(Rows from a dataset)

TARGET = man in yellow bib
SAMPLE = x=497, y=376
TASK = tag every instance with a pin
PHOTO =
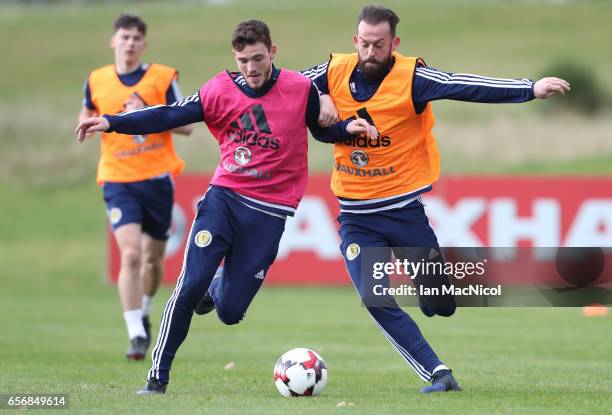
x=378, y=181
x=136, y=171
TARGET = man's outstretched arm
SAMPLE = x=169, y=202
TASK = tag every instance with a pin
x=147, y=120
x=430, y=84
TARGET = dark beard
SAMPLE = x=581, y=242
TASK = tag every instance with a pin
x=377, y=72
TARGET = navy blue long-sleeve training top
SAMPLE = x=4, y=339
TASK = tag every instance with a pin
x=430, y=84
x=159, y=118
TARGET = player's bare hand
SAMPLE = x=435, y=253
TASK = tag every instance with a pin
x=134, y=102
x=91, y=125
x=547, y=87
x=328, y=114
x=361, y=126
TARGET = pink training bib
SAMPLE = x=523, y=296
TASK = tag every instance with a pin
x=263, y=141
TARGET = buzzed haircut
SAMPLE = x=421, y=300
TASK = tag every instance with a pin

> _WHAT THE TASK ASKS_
Can you render the entries above as a JSON list of strings, with one string per line and blank lines omitted? Leave the pictures out of your answer.

> _SOLUTION FOR THIS TASK_
[
  "TARGET = man in yellow bib",
  "SAMPLE = x=497, y=376",
  "TASK = tag every instance with a pin",
  "PHOTO =",
  "x=378, y=181",
  "x=136, y=171",
  "TARGET = man's outstretched arm",
  "SAMPLE = x=169, y=202",
  "TASK = tag every instance with a pin",
  "x=147, y=120",
  "x=430, y=84",
  "TARGET = dark beard",
  "SAMPLE = x=581, y=242",
  "TASK = tag every instance with a pin",
  "x=377, y=72",
  "TARGET = navy blue long-sleeve training top",
  "SAMPLE = x=4, y=339",
  "TASK = tag every instance with a pin",
  "x=430, y=84",
  "x=159, y=118",
  "TARGET = player's bare hand",
  "SAMPLE = x=435, y=253",
  "TASK = tag every instance with a pin",
  "x=134, y=102",
  "x=91, y=125",
  "x=547, y=87",
  "x=328, y=114",
  "x=361, y=126",
  "TARGET = pink training bib",
  "SAMPLE = x=523, y=296",
  "TASK = tag every instance with a pin",
  "x=263, y=141",
  "TARGET = buzzed haircut",
  "SAMPLE = x=421, y=300",
  "TASK = tag every instance with a pin"
]